BEGIN Extract

Later that day, Ajay and I went for a walk in a large park near his home. As we strolled on the reddish earth, in the early twilight, the atmosphere became tinged with pink and we saw peacocks strutting around a large tree wrapped with a circular seat, like the kind I had seen in Indian movies. The effect was magical and I was smitten. I felt very happy to be back in Asia, after living in Japan many years earlier, and uncannily at home in a country I had never visited before.
I spent a week or so recovering from bronchitis, bonding with Ajay’s family, and slowly learning how to be in India.

You could spend a lifetime exploring India’s labyrinthine alleys. (Jacek Kadaj/iStock)
My first car ride in Delhi—Ajay drove us to Flavours, an outdoor restaurant in Defence Colony market—felt like Mr. Toad’s Wild Ride. Cars, trucks, motorcycles, bikes, cows and dogs streamed past and around us in a chaotic, noisy and overwhelming torrent. Horns honked, entire families were piled on bikes, and no one seemed to be paying any attention to the traffic rules. I was dizzy and disoriented by the traffic, the jet lag, and everything that was so new and different about India.

END Extract
BEGIN Data extracts

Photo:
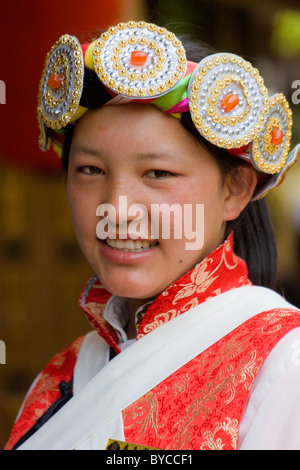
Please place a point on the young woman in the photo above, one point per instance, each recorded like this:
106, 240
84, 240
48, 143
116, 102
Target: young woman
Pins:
167, 163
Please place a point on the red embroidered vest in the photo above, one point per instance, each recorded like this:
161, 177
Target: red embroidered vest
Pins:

END Data extracts

● **Problem 1**
Duplicate the India travel passage from "I spent a week" to "alleys. (Jacek Kadaj/iStock)".
● **Problem 2**
In the India travel passage, list everything named as streaming past the car during the first ride in Delhi.
The records come from a different source than the text.

● **Answer area 1**
I spent a week or so recovering from bronchitis, bonding with Ajay’s family, and slowly learning how to be in India.

You could spend a lifetime exploring India’s labyrinthine alleys. (Jacek Kadaj/iStock)

● **Answer area 2**
Cars, trucks, motorcycles, bikes, cows, dogs